• **Task prompt**:
Can you copy out every line from the very first one through the line containing "(191, 15), (236, 64)", shifting each bounding-box coordinate listed after "Your query:" by -84 and leaving everything else, the sample output included, unchanged?

• **Material for the task**:
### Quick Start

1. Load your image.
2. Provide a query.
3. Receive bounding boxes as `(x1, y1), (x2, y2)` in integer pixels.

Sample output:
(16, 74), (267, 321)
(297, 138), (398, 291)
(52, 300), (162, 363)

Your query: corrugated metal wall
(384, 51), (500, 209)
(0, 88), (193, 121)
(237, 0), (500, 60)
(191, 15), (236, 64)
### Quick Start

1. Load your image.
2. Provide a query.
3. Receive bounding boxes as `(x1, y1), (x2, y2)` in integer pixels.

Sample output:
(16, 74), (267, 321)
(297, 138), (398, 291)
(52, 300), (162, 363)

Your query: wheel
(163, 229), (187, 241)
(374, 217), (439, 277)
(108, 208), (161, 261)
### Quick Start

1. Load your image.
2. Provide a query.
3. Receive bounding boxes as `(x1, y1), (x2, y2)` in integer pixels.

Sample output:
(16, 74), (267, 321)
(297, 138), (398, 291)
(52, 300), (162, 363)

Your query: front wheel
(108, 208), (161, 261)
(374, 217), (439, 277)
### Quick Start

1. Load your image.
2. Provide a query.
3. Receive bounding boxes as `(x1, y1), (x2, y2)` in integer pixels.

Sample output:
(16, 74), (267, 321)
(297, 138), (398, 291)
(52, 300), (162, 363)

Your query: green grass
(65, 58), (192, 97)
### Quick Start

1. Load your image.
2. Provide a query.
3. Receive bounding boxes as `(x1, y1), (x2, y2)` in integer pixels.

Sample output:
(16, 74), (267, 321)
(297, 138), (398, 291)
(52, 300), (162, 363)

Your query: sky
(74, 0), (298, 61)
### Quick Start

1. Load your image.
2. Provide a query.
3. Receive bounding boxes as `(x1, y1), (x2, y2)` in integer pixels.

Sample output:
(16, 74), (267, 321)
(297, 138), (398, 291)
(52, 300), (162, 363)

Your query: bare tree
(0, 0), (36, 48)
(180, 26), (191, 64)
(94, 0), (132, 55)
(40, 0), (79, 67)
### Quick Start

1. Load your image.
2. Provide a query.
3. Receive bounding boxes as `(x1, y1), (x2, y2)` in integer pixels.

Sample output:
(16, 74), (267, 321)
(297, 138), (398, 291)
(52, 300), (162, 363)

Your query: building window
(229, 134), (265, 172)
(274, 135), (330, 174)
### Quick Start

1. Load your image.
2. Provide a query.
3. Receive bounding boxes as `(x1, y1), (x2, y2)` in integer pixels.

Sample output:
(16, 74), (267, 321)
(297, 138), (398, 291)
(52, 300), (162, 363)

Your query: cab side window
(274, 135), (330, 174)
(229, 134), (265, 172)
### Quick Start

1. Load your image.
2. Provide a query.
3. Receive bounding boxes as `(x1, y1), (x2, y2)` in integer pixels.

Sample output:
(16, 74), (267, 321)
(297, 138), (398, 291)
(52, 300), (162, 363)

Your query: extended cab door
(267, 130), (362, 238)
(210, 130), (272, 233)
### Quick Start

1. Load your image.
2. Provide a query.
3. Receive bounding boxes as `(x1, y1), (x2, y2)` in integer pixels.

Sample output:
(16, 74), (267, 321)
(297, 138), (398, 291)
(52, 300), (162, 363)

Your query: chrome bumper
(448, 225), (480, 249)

• **Answer to this problem**:
### Quick Start

1. Load your image.
2. Provide a query.
3. Receive bounding boxes as `(x1, y1), (x2, y2)` in integer pixels.

Sample output:
(16, 74), (267, 321)
(297, 138), (398, 291)
(52, 300), (162, 363)

Your query: corrugated metal wall
(300, -33), (416, 125)
(-84, 4), (109, 37)
(153, -84), (416, -24)
(107, -69), (152, -20)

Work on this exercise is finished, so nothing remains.